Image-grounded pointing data
◆ ◆ ◆

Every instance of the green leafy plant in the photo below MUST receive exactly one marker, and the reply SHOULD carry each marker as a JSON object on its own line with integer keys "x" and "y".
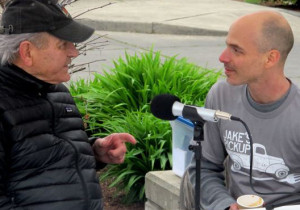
{"x": 118, "y": 101}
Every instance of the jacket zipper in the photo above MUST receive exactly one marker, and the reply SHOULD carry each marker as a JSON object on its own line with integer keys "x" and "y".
{"x": 76, "y": 155}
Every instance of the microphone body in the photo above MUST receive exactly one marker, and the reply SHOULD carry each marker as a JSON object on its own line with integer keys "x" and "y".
{"x": 187, "y": 111}
{"x": 168, "y": 107}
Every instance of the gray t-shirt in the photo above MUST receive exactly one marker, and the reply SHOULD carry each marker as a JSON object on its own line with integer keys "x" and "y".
{"x": 276, "y": 148}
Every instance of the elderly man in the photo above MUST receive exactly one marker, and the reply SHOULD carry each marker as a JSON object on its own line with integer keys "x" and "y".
{"x": 46, "y": 158}
{"x": 258, "y": 92}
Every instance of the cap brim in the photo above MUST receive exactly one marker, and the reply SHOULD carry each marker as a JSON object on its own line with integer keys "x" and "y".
{"x": 74, "y": 32}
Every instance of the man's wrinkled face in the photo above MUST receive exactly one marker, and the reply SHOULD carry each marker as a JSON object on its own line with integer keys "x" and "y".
{"x": 51, "y": 62}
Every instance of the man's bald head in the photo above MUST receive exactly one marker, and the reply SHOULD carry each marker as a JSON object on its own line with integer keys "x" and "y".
{"x": 270, "y": 31}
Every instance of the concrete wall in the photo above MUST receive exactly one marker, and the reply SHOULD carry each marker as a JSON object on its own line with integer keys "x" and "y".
{"x": 162, "y": 190}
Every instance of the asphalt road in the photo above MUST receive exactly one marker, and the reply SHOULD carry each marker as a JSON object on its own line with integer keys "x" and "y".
{"x": 201, "y": 50}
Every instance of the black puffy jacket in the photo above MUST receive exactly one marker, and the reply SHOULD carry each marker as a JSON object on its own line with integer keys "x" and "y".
{"x": 46, "y": 162}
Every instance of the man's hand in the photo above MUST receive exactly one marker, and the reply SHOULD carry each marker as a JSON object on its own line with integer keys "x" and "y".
{"x": 112, "y": 148}
{"x": 234, "y": 207}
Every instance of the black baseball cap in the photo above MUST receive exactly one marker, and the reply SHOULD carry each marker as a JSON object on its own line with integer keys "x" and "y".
{"x": 32, "y": 16}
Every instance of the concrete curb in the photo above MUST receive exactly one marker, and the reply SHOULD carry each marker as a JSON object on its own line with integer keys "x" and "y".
{"x": 149, "y": 28}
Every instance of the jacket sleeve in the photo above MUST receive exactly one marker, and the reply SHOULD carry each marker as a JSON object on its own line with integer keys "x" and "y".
{"x": 214, "y": 194}
{"x": 5, "y": 200}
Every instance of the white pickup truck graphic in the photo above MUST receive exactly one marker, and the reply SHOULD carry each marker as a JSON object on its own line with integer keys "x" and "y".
{"x": 261, "y": 162}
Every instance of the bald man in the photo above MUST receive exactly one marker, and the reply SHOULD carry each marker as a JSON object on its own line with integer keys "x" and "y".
{"x": 257, "y": 91}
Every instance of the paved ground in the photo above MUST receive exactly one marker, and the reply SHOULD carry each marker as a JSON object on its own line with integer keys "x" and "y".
{"x": 193, "y": 29}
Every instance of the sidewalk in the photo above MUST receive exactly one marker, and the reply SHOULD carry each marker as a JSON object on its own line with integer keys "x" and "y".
{"x": 191, "y": 17}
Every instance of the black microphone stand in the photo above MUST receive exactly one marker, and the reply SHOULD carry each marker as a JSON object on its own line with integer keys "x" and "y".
{"x": 197, "y": 149}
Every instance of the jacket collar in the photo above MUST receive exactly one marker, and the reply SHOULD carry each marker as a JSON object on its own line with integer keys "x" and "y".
{"x": 14, "y": 76}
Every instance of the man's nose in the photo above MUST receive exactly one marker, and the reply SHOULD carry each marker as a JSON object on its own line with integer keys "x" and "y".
{"x": 72, "y": 51}
{"x": 224, "y": 57}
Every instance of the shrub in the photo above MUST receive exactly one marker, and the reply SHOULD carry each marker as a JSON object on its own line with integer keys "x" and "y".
{"x": 118, "y": 101}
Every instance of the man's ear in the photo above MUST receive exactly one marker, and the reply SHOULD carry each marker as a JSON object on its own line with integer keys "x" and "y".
{"x": 273, "y": 58}
{"x": 25, "y": 53}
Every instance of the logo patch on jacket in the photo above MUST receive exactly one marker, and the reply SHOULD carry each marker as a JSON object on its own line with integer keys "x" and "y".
{"x": 69, "y": 109}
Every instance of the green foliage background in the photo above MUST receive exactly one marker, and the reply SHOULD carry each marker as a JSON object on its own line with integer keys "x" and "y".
{"x": 118, "y": 101}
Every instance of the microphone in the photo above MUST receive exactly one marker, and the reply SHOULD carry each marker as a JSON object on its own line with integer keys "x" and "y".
{"x": 168, "y": 107}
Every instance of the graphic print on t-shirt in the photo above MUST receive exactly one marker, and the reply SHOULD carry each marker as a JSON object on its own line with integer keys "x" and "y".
{"x": 238, "y": 148}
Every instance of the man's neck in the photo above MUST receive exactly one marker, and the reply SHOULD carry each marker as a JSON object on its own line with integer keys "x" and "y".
{"x": 270, "y": 90}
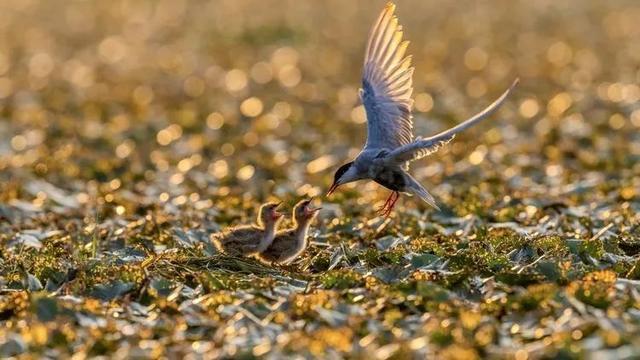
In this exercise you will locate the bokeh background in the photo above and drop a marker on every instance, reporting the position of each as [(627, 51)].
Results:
[(132, 130), (260, 98)]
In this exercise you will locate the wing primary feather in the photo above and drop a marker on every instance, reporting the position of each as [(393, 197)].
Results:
[(387, 84), (425, 146)]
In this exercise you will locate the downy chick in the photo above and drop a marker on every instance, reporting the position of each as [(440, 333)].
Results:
[(289, 244), (248, 240)]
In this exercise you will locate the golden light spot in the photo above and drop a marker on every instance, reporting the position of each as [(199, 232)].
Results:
[(235, 80), (282, 110), (631, 93), (185, 165), (6, 87), (123, 150), (521, 355), (423, 102), (559, 54), (215, 121), (261, 72), (219, 169), (559, 104), (358, 115), (227, 149), (267, 122), (289, 76), (193, 86), (280, 158), (616, 121), (112, 49), (615, 92), (82, 76), (476, 87), (4, 63), (251, 107), (164, 197), (635, 118), (246, 172), (82, 198), (169, 134), (250, 139), (40, 65), (475, 59), (554, 170), (115, 184), (284, 56), (143, 95), (176, 179), (180, 200), (320, 164), (478, 155), (18, 143), (529, 108)]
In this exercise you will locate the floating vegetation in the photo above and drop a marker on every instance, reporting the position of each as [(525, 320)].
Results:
[(130, 131)]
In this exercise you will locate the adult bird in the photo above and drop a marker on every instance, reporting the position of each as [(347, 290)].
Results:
[(386, 96)]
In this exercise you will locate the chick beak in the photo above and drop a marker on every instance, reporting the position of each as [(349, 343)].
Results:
[(332, 189), (311, 210), (276, 214)]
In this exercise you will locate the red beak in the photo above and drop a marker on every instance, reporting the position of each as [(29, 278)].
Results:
[(332, 189)]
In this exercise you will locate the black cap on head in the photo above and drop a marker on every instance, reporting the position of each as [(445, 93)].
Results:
[(341, 170)]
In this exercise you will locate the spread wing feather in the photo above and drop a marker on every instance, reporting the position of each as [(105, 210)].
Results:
[(422, 147), (387, 85)]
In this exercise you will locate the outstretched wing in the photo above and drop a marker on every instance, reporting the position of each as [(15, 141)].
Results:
[(422, 147), (387, 85)]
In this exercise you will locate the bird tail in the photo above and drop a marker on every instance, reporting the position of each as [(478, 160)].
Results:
[(414, 188)]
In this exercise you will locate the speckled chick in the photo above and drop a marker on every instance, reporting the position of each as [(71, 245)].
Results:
[(289, 244), (247, 240)]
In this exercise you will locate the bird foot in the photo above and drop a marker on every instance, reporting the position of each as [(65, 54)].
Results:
[(388, 206)]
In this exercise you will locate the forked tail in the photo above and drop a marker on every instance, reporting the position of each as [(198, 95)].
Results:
[(414, 188)]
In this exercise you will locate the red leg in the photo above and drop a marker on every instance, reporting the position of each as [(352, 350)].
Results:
[(393, 198), (383, 209)]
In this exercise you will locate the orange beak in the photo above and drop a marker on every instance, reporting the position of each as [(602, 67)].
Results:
[(332, 189), (276, 214), (311, 210)]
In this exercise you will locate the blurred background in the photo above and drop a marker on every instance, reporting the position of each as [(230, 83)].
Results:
[(188, 101)]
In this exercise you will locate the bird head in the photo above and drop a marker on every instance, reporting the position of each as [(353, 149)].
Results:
[(304, 211), (345, 174)]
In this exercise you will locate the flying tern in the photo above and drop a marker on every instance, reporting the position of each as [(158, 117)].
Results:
[(386, 96)]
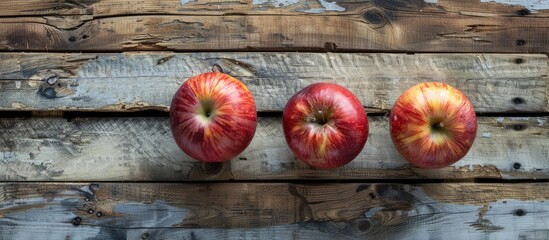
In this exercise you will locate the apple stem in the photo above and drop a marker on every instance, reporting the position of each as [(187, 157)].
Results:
[(323, 118), (438, 125), (217, 68)]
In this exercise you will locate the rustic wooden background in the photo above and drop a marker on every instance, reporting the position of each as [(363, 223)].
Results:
[(86, 151)]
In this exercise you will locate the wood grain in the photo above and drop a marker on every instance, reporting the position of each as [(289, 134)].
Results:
[(141, 81), (274, 211), (142, 149), (390, 25), (105, 8)]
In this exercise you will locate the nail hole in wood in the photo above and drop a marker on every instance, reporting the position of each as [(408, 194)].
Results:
[(363, 226), (330, 45), (362, 187), (76, 221), (212, 168), (520, 212), (51, 80), (373, 17), (523, 12), (518, 100), (47, 92), (519, 127), (519, 60)]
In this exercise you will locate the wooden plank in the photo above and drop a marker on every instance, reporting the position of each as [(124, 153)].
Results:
[(140, 81), (105, 8), (142, 149), (446, 26), (404, 30), (274, 211)]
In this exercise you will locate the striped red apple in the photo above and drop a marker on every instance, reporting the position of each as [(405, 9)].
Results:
[(433, 125), (213, 117), (325, 125)]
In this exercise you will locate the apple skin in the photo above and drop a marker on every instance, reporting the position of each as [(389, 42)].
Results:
[(213, 117), (433, 125), (325, 125)]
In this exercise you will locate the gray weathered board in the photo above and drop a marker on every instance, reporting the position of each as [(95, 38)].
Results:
[(142, 149), (140, 81), (381, 25), (110, 211)]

◆ ◆ ◆

Of the lines above, output exactly those from the line bearing "In this exercise you will locate the red leg" through the line bearing "In this exercise you will locate the orange", inclusive.

In this exercise you will locate the red leg in the photo above and drop a marker on every instance, reporting the position of each as [(352, 350)].
Results:
[(393, 198), (383, 209)]
In this exercise you will locate the orange beak in the photo above and drop a marker on every instance, reporting the position of each as [(602, 67)].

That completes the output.